▸ **What the task requires**:
Would you print all of the entries word for word?

═════ Data listing

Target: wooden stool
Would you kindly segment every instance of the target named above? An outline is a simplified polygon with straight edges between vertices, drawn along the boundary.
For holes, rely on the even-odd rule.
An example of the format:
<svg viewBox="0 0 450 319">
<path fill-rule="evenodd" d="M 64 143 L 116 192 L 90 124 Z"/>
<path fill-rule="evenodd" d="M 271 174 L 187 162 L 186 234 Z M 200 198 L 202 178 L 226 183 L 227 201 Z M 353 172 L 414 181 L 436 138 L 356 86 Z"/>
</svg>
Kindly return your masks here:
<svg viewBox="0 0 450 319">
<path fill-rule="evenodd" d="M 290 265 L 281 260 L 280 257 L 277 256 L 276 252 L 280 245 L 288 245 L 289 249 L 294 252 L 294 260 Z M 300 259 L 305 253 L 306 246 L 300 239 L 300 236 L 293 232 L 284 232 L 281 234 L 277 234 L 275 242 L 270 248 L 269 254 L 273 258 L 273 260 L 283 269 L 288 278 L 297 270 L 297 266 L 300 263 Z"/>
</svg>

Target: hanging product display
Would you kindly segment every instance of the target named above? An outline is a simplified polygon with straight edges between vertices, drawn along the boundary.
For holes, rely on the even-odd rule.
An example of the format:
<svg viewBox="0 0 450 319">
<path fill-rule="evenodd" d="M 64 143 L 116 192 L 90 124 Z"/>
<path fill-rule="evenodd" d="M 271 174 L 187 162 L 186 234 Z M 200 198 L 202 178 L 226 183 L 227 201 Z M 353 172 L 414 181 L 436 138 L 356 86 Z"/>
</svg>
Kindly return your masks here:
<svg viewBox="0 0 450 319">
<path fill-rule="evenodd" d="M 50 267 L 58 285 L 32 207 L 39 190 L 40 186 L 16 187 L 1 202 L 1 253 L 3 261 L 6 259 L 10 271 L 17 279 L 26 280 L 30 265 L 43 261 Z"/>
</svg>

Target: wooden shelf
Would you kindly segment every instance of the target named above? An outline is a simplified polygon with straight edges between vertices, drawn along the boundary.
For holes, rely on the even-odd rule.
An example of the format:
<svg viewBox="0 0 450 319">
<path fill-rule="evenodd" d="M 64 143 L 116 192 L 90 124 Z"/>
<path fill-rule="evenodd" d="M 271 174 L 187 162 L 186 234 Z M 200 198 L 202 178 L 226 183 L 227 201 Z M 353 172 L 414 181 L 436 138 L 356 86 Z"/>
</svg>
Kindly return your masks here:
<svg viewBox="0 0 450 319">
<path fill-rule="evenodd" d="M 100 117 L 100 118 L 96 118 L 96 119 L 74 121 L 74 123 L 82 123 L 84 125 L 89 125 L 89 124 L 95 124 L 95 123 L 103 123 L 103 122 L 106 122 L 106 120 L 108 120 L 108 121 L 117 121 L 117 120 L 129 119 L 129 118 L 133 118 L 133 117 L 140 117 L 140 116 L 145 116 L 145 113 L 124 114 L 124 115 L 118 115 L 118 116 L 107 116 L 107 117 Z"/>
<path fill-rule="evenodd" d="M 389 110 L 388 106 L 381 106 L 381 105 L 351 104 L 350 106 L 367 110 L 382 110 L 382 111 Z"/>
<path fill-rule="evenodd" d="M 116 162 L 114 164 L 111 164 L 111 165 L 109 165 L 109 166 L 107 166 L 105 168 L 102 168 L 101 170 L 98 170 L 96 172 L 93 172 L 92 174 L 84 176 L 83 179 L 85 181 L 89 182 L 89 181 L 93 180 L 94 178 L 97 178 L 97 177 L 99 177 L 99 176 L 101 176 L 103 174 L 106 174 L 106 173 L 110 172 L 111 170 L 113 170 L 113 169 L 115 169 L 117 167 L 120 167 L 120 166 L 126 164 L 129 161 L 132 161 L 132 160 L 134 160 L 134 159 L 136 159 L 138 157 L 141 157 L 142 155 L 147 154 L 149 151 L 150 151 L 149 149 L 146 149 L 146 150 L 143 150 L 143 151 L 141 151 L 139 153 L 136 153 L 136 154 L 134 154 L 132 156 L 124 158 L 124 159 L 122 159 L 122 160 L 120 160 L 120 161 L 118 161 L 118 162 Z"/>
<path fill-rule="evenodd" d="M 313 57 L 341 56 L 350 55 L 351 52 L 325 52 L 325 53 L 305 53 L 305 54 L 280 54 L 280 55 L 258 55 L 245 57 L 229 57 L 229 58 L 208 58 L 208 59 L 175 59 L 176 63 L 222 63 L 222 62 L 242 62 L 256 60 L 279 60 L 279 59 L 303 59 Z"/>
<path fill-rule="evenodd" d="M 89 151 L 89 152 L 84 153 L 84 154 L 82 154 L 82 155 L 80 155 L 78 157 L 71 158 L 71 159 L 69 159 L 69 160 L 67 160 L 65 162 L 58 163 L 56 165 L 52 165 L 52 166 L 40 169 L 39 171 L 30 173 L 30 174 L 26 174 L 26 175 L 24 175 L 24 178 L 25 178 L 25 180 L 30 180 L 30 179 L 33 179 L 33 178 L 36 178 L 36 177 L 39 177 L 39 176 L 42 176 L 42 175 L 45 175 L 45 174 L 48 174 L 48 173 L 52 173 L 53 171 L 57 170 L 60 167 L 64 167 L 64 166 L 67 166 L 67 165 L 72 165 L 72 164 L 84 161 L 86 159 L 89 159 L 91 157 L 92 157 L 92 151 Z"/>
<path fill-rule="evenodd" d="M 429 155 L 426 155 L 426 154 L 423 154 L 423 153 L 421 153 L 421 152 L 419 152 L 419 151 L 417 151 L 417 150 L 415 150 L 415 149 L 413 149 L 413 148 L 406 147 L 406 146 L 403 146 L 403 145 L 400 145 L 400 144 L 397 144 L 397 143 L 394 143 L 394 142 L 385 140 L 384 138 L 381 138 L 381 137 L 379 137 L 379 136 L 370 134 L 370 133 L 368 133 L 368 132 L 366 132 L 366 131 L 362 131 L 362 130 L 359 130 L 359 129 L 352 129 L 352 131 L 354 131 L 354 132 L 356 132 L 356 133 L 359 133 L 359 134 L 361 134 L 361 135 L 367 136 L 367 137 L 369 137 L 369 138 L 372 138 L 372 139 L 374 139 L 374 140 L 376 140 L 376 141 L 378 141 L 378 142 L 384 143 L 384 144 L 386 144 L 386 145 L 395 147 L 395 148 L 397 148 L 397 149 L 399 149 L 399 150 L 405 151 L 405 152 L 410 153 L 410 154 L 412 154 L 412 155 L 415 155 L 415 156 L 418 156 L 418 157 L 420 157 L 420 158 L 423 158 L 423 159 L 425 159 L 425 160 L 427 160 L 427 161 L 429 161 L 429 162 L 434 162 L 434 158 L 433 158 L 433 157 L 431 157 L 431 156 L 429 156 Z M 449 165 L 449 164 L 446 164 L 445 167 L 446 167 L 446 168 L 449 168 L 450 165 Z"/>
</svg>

══════════

▸ **Solution**:
Target: wooden stool
Would you kindly segment every instance of the target named above? An outline is a simplified polygon with straight edges between vertices, drawn along the boundary.
For holes, rely on the even-odd rule.
An example of the format:
<svg viewBox="0 0 450 319">
<path fill-rule="evenodd" d="M 64 143 L 116 192 L 90 124 Z"/>
<path fill-rule="evenodd" d="M 271 174 L 187 162 L 186 234 Z M 200 198 L 202 178 L 226 183 L 227 201 Z M 353 172 L 414 181 L 436 138 L 356 86 Z"/>
</svg>
Kindly return your masks here:
<svg viewBox="0 0 450 319">
<path fill-rule="evenodd" d="M 290 265 L 281 260 L 280 257 L 277 256 L 276 252 L 280 245 L 288 245 L 289 249 L 294 252 L 294 260 Z M 300 259 L 305 253 L 306 246 L 300 239 L 300 236 L 293 232 L 284 232 L 281 234 L 277 234 L 275 242 L 270 248 L 269 254 L 273 258 L 273 260 L 283 269 L 288 278 L 297 270 L 297 266 L 300 263 Z"/>
</svg>

Target: hanging product display
Would you kindly segment every instance of the target named above? An outline is a simplified polygon with straight edges between vertices, drawn along the boundary.
For holes, rely on the even-odd rule.
An example of the format:
<svg viewBox="0 0 450 319">
<path fill-rule="evenodd" d="M 64 143 L 116 192 L 90 124 Z"/>
<path fill-rule="evenodd" d="M 271 174 L 187 162 L 186 234 Z M 200 198 L 202 178 L 226 183 L 227 201 Z M 353 172 L 414 181 L 436 138 L 356 86 Z"/>
</svg>
Kindly return your masks here:
<svg viewBox="0 0 450 319">
<path fill-rule="evenodd" d="M 50 267 L 58 285 L 32 207 L 39 190 L 40 186 L 16 187 L 1 202 L 1 253 L 3 261 L 6 259 L 10 271 L 17 279 L 26 280 L 30 265 L 43 261 Z"/>
</svg>

Target: wooden shelf
Would you kindly segment every instance of the target named above? An outline is a simplified polygon with straight edges between vertices, drawn along the boundary.
For holes, rely on the even-odd rule.
An example of the format:
<svg viewBox="0 0 450 319">
<path fill-rule="evenodd" d="M 64 143 L 116 192 L 90 124 Z"/>
<path fill-rule="evenodd" d="M 271 174 L 187 162 L 186 234 Z M 200 198 L 202 178 L 226 183 L 227 201 Z M 353 172 L 414 181 L 436 138 L 356 86 Z"/>
</svg>
Kindly return your masks here:
<svg viewBox="0 0 450 319">
<path fill-rule="evenodd" d="M 100 117 L 100 118 L 96 118 L 96 119 L 74 121 L 74 123 L 82 123 L 84 125 L 89 125 L 89 124 L 95 124 L 95 123 L 103 123 L 103 122 L 106 122 L 106 120 L 108 120 L 108 121 L 117 121 L 117 120 L 129 119 L 129 118 L 133 118 L 133 117 L 140 117 L 140 116 L 145 116 L 145 113 L 124 114 L 124 115 L 118 115 L 118 116 L 107 116 L 107 117 Z"/>
<path fill-rule="evenodd" d="M 389 110 L 388 106 L 381 106 L 381 105 L 351 104 L 350 106 L 367 110 L 382 110 L 382 111 Z"/>
<path fill-rule="evenodd" d="M 116 162 L 114 164 L 111 164 L 111 165 L 109 165 L 109 166 L 107 166 L 105 168 L 102 168 L 101 170 L 98 170 L 96 172 L 93 172 L 92 174 L 84 176 L 83 179 L 85 181 L 89 182 L 89 181 L 93 180 L 94 178 L 97 178 L 97 177 L 99 177 L 99 176 L 101 176 L 103 174 L 106 174 L 106 173 L 110 172 L 111 170 L 113 170 L 113 169 L 115 169 L 117 167 L 120 167 L 120 166 L 126 164 L 129 161 L 132 161 L 132 160 L 134 160 L 134 159 L 136 159 L 138 157 L 141 157 L 142 155 L 147 154 L 149 151 L 150 151 L 149 149 L 146 149 L 146 150 L 143 150 L 143 151 L 141 151 L 139 153 L 136 153 L 136 154 L 134 154 L 132 156 L 124 158 L 124 159 L 122 159 L 122 160 L 120 160 L 120 161 L 118 161 L 118 162 Z"/>
<path fill-rule="evenodd" d="M 313 57 L 341 56 L 350 55 L 351 52 L 325 52 L 325 53 L 305 53 L 305 54 L 280 54 L 280 55 L 258 55 L 245 57 L 229 57 L 229 58 L 208 58 L 208 59 L 175 59 L 176 63 L 222 63 L 222 62 L 242 62 L 256 60 L 279 60 L 279 59 L 303 59 Z"/>
<path fill-rule="evenodd" d="M 89 151 L 89 152 L 84 153 L 84 154 L 82 154 L 82 155 L 80 155 L 78 157 L 71 158 L 71 159 L 69 159 L 69 160 L 67 160 L 65 162 L 58 163 L 56 165 L 52 165 L 52 166 L 40 169 L 39 171 L 30 173 L 30 174 L 26 174 L 26 175 L 24 175 L 24 178 L 25 178 L 25 180 L 30 180 L 30 179 L 33 179 L 33 178 L 36 178 L 36 177 L 39 177 L 39 176 L 42 176 L 42 175 L 45 175 L 45 174 L 48 174 L 48 173 L 52 173 L 53 171 L 57 170 L 60 167 L 64 167 L 64 166 L 67 166 L 67 165 L 72 165 L 72 164 L 84 161 L 86 159 L 89 159 L 91 157 L 92 157 L 92 151 Z"/>
<path fill-rule="evenodd" d="M 429 155 L 426 155 L 426 154 L 423 154 L 423 153 L 421 153 L 421 152 L 419 152 L 419 151 L 417 151 L 417 150 L 415 150 L 415 149 L 413 149 L 413 148 L 406 147 L 406 146 L 403 146 L 403 145 L 400 145 L 400 144 L 397 144 L 397 143 L 394 143 L 394 142 L 385 140 L 384 138 L 381 138 L 381 137 L 379 137 L 379 136 L 370 134 L 370 133 L 368 133 L 368 132 L 366 132 L 366 131 L 362 131 L 362 130 L 359 130 L 359 129 L 352 129 L 352 131 L 354 131 L 354 132 L 356 132 L 356 133 L 359 133 L 359 134 L 361 134 L 361 135 L 367 136 L 367 137 L 369 137 L 369 138 L 372 138 L 372 139 L 374 139 L 374 140 L 376 140 L 376 141 L 378 141 L 378 142 L 384 143 L 384 144 L 386 144 L 386 145 L 395 147 L 395 148 L 397 148 L 397 149 L 399 149 L 399 150 L 405 151 L 405 152 L 410 153 L 410 154 L 412 154 L 412 155 L 415 155 L 415 156 L 418 156 L 418 157 L 420 157 L 420 158 L 423 158 L 423 159 L 425 159 L 425 160 L 427 160 L 427 161 L 429 161 L 429 162 L 434 162 L 434 158 L 433 158 L 433 157 L 431 157 L 431 156 L 429 156 Z M 449 165 L 449 164 L 446 164 L 445 167 L 446 167 L 446 168 L 449 168 L 450 165 Z"/>
</svg>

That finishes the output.